*What to produce*. Reproduce only the lines that run from the line with "seaweed, one point per instance." to the last line of the material, both ends included, exactly as they appear.

(Dataset rows on where objects appear)
───

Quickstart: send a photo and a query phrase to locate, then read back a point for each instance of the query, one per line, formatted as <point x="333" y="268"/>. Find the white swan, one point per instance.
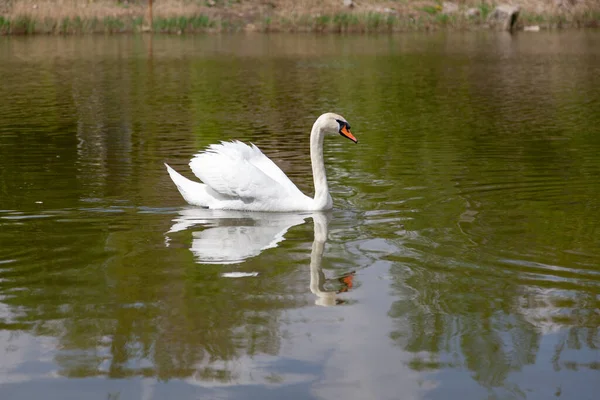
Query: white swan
<point x="236" y="176"/>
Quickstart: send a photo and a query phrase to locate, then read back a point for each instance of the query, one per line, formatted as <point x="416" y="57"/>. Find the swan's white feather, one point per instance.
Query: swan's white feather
<point x="236" y="176"/>
<point x="239" y="171"/>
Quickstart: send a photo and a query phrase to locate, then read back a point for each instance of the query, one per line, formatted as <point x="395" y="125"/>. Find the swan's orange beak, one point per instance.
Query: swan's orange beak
<point x="346" y="132"/>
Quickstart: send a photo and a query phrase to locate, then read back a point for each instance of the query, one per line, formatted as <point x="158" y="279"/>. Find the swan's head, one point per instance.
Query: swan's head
<point x="335" y="123"/>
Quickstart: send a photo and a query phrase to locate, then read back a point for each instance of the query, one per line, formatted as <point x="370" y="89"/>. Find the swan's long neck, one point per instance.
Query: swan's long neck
<point x="322" y="198"/>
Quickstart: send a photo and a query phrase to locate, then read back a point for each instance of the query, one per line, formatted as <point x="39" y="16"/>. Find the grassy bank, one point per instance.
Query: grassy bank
<point x="185" y="16"/>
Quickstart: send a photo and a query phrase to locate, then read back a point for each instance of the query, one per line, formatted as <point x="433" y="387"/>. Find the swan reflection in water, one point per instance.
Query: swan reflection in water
<point x="231" y="237"/>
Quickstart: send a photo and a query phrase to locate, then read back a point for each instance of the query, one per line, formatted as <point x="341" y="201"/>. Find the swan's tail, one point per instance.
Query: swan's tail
<point x="193" y="192"/>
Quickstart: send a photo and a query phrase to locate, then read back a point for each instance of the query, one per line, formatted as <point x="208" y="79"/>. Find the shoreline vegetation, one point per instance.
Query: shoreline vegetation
<point x="324" y="16"/>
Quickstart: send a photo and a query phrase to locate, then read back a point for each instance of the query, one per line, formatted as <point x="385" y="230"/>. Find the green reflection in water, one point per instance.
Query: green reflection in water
<point x="469" y="212"/>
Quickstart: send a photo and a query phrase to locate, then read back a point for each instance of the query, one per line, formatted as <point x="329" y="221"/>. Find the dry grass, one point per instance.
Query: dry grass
<point x="178" y="16"/>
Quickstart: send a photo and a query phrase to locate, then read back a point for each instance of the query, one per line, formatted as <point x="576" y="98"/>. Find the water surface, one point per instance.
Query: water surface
<point x="461" y="259"/>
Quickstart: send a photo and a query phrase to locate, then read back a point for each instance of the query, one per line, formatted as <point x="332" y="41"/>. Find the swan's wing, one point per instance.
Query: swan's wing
<point x="266" y="165"/>
<point x="238" y="170"/>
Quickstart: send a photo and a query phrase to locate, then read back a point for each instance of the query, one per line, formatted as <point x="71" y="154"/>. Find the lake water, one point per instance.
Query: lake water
<point x="461" y="259"/>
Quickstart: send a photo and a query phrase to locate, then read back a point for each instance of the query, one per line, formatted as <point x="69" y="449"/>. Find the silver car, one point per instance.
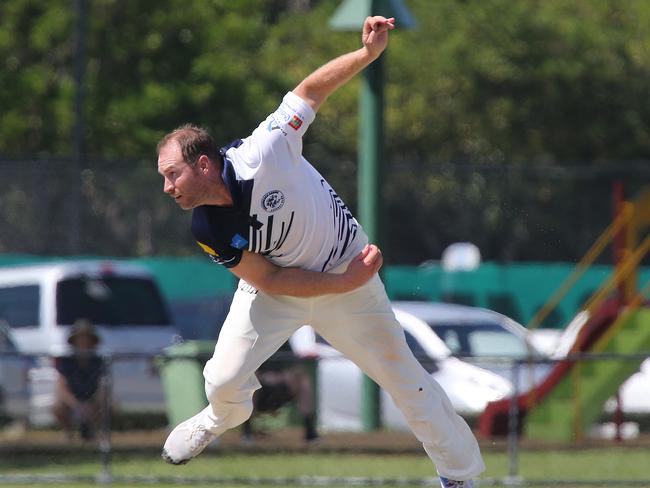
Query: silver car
<point x="481" y="337"/>
<point x="14" y="379"/>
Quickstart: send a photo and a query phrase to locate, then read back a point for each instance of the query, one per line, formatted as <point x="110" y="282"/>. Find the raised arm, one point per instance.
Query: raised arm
<point x="269" y="278"/>
<point x="325" y="80"/>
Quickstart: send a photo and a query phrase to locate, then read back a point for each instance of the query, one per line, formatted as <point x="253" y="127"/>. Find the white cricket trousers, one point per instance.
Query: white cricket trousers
<point x="362" y="326"/>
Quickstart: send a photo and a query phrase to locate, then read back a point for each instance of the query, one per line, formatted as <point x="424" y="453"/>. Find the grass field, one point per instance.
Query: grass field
<point x="614" y="463"/>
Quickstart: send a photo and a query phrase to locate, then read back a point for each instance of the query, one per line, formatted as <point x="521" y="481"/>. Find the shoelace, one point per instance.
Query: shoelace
<point x="199" y="437"/>
<point x="447" y="483"/>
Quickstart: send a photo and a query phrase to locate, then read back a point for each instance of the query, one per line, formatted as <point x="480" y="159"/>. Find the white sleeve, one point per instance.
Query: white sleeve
<point x="277" y="140"/>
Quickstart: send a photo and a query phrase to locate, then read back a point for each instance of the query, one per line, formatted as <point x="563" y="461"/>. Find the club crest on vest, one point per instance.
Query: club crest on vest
<point x="273" y="200"/>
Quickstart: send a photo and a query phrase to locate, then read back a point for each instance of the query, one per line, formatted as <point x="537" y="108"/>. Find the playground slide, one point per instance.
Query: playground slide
<point x="573" y="395"/>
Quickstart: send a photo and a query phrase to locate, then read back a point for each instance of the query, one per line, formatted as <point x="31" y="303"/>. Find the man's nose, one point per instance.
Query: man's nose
<point x="168" y="187"/>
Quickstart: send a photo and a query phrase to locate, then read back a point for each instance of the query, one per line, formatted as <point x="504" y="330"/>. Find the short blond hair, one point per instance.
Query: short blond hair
<point x="194" y="141"/>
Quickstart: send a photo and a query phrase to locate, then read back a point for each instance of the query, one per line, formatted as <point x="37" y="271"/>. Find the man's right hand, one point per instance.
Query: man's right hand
<point x="375" y="34"/>
<point x="364" y="266"/>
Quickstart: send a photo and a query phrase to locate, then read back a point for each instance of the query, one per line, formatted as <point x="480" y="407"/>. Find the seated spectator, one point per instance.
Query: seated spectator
<point x="79" y="391"/>
<point x="284" y="380"/>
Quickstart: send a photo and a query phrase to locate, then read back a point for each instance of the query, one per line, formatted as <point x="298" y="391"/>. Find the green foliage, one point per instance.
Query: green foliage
<point x="491" y="82"/>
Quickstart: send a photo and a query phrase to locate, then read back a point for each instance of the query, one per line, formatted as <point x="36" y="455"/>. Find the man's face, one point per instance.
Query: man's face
<point x="181" y="181"/>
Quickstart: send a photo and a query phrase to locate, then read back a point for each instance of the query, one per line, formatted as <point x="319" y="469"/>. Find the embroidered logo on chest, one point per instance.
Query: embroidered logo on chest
<point x="273" y="200"/>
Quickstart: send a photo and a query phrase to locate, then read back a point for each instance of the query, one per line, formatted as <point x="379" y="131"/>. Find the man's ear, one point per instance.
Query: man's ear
<point x="203" y="164"/>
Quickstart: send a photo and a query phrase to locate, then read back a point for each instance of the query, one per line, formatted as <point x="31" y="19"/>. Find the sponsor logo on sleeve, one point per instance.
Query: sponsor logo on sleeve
<point x="273" y="125"/>
<point x="296" y="122"/>
<point x="273" y="200"/>
<point x="207" y="249"/>
<point x="239" y="242"/>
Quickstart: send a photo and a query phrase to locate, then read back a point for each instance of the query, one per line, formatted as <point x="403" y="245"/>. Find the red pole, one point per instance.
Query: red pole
<point x="619" y="244"/>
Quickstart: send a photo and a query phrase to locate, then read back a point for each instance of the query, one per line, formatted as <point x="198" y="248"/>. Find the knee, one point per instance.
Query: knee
<point x="230" y="390"/>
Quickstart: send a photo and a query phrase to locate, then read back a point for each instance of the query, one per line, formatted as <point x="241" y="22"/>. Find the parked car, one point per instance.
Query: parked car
<point x="14" y="377"/>
<point x="482" y="337"/>
<point x="339" y="380"/>
<point x="41" y="302"/>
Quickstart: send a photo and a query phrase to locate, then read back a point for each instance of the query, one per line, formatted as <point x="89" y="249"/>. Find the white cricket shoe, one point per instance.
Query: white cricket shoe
<point x="188" y="440"/>
<point x="447" y="483"/>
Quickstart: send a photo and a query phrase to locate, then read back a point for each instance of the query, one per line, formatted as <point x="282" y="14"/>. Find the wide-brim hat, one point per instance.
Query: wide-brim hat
<point x="83" y="327"/>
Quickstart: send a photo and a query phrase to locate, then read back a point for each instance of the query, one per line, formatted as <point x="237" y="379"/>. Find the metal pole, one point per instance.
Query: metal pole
<point x="105" y="476"/>
<point x="513" y="425"/>
<point x="369" y="183"/>
<point x="74" y="211"/>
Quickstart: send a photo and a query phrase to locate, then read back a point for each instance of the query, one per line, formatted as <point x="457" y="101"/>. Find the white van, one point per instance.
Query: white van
<point x="41" y="302"/>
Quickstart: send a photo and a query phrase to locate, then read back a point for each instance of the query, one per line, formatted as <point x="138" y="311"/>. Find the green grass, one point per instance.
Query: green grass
<point x="589" y="464"/>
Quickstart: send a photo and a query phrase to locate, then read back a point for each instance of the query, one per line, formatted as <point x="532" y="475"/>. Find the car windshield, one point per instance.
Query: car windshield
<point x="19" y="305"/>
<point x="425" y="360"/>
<point x="110" y="300"/>
<point x="481" y="339"/>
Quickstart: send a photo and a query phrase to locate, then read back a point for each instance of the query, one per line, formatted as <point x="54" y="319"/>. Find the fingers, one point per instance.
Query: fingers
<point x="379" y="24"/>
<point x="373" y="256"/>
<point x="364" y="252"/>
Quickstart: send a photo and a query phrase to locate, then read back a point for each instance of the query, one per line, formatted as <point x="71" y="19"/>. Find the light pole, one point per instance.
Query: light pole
<point x="350" y="16"/>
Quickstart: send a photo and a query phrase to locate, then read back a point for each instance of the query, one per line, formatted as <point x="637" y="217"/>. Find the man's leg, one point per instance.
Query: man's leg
<point x="256" y="326"/>
<point x="362" y="326"/>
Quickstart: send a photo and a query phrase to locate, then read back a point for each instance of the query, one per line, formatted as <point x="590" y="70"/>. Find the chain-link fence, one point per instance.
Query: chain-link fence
<point x="512" y="212"/>
<point x="123" y="444"/>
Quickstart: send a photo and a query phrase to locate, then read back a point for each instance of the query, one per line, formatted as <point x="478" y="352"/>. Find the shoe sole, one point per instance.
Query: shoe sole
<point x="170" y="460"/>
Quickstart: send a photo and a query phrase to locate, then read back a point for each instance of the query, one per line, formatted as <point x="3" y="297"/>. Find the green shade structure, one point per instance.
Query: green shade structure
<point x="350" y="16"/>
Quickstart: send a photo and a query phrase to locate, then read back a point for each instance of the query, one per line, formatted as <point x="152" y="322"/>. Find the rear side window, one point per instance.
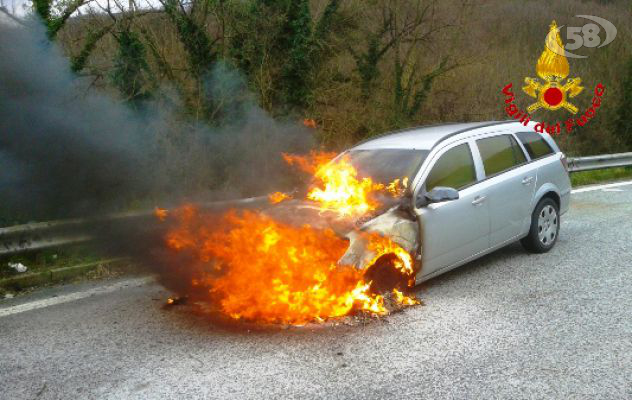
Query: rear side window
<point x="455" y="169"/>
<point x="500" y="153"/>
<point x="535" y="144"/>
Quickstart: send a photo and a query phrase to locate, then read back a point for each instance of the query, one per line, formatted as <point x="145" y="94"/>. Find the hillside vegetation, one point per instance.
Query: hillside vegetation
<point x="358" y="68"/>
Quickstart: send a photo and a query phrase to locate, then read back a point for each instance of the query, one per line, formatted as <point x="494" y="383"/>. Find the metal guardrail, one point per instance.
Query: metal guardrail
<point x="42" y="235"/>
<point x="36" y="236"/>
<point x="579" y="164"/>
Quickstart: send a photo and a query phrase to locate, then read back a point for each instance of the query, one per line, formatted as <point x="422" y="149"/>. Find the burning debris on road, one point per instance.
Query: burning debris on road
<point x="290" y="263"/>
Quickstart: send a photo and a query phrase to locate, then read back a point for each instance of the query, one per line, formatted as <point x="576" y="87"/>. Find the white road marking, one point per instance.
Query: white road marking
<point x="601" y="187"/>
<point x="20" y="308"/>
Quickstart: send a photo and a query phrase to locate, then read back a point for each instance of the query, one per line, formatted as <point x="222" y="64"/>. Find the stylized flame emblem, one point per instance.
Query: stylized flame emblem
<point x="552" y="68"/>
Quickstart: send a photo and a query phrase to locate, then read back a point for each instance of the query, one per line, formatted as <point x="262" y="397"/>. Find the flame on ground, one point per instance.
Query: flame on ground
<point x="258" y="269"/>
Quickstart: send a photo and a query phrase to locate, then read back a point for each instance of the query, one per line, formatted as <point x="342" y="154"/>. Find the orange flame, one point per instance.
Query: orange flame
<point x="258" y="269"/>
<point x="266" y="271"/>
<point x="161" y="213"/>
<point x="310" y="123"/>
<point x="338" y="187"/>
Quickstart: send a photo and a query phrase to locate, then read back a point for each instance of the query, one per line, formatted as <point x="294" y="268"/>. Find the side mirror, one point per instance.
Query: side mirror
<point x="436" y="195"/>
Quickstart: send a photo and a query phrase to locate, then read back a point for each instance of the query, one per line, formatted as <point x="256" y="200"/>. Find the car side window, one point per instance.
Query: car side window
<point x="455" y="169"/>
<point x="535" y="144"/>
<point x="500" y="153"/>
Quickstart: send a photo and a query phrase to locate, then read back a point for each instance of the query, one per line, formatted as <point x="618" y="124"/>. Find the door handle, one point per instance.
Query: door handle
<point x="478" y="200"/>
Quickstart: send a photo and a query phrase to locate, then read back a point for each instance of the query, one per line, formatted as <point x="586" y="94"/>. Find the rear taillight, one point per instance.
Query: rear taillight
<point x="564" y="162"/>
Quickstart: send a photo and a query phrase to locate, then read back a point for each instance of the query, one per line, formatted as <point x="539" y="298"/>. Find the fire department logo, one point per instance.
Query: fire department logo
<point x="552" y="92"/>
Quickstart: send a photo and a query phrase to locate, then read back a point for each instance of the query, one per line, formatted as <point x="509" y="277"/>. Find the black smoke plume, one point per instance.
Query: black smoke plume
<point x="67" y="149"/>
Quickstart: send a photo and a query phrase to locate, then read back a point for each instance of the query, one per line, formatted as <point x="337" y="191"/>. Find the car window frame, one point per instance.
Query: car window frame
<point x="431" y="160"/>
<point x="553" y="151"/>
<point x="525" y="153"/>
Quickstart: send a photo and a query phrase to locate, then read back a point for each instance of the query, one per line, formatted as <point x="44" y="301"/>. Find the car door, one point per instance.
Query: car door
<point x="455" y="230"/>
<point x="510" y="182"/>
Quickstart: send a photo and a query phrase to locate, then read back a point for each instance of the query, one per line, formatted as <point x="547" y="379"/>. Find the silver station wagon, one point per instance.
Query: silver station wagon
<point x="474" y="188"/>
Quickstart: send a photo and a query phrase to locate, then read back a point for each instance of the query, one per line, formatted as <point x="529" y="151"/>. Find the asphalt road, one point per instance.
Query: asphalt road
<point x="509" y="326"/>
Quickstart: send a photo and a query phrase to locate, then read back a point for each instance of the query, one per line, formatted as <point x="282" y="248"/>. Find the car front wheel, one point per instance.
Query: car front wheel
<point x="545" y="227"/>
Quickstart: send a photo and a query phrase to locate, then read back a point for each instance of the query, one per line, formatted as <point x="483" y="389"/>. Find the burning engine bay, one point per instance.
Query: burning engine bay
<point x="344" y="248"/>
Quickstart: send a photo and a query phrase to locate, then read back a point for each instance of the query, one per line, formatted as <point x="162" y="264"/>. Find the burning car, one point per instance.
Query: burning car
<point x="377" y="219"/>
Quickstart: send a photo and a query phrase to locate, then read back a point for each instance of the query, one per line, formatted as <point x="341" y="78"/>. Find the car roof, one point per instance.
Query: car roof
<point x="423" y="137"/>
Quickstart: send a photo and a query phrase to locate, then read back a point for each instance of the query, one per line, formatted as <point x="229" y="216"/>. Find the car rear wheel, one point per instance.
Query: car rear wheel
<point x="545" y="227"/>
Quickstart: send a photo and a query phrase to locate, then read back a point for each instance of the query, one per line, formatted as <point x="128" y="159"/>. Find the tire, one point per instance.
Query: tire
<point x="545" y="227"/>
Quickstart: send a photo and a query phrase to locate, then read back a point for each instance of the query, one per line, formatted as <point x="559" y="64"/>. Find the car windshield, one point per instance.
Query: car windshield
<point x="386" y="165"/>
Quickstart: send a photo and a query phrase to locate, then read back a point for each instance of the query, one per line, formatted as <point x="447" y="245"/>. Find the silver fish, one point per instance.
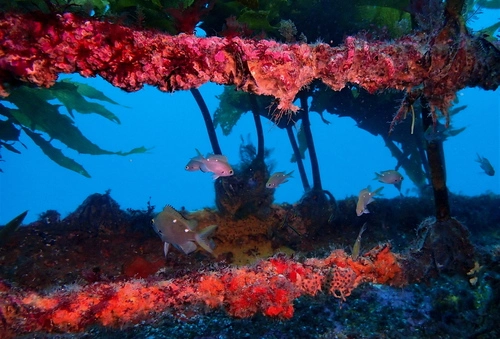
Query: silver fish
<point x="485" y="165"/>
<point x="218" y="165"/>
<point x="365" y="197"/>
<point x="174" y="229"/>
<point x="278" y="178"/>
<point x="390" y="177"/>
<point x="440" y="132"/>
<point x="214" y="163"/>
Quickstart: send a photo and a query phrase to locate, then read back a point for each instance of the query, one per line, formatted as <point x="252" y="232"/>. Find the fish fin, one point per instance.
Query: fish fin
<point x="192" y="224"/>
<point x="199" y="154"/>
<point x="187" y="247"/>
<point x="217" y="157"/>
<point x="377" y="191"/>
<point x="166" y="246"/>
<point x="173" y="212"/>
<point x="202" y="238"/>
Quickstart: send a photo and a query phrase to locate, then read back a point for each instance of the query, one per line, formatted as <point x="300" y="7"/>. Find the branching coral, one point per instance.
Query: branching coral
<point x="36" y="48"/>
<point x="269" y="287"/>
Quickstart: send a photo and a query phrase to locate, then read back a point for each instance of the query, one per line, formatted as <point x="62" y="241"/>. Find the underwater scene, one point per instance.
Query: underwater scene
<point x="249" y="169"/>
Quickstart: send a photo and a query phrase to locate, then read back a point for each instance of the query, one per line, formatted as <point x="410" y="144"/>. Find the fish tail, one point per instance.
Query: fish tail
<point x="199" y="153"/>
<point x="202" y="238"/>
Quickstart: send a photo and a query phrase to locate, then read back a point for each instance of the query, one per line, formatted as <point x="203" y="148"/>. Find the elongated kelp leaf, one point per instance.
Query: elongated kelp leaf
<point x="90" y="92"/>
<point x="55" y="154"/>
<point x="69" y="95"/>
<point x="39" y="115"/>
<point x="8" y="132"/>
<point x="11" y="227"/>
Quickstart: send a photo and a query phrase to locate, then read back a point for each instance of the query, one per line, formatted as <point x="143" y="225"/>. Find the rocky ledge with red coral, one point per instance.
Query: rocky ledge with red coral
<point x="100" y="271"/>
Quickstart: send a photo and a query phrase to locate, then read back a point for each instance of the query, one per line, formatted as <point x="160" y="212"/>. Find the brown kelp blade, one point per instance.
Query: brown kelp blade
<point x="11" y="226"/>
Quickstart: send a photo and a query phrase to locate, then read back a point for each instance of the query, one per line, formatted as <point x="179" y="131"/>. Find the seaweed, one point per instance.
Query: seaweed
<point x="33" y="111"/>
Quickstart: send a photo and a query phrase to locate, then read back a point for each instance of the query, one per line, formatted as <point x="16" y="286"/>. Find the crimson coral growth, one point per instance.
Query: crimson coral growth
<point x="36" y="48"/>
<point x="269" y="287"/>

───

*The answer*.
Quickstart: send a photo and a query phrase to locate, then read back a point for each instance of the query, one per line, formatted as <point x="179" y="131"/>. Find the seaweed, one point per instance.
Query: seaweed
<point x="33" y="111"/>
Quickstart: send a photo and a query phrase to locate, then read back a point for each instance of the query, one per line, formatted as <point x="16" y="286"/>. Find the crimson coral growth, one point per instance.
Query: crimson coral growth
<point x="36" y="48"/>
<point x="269" y="287"/>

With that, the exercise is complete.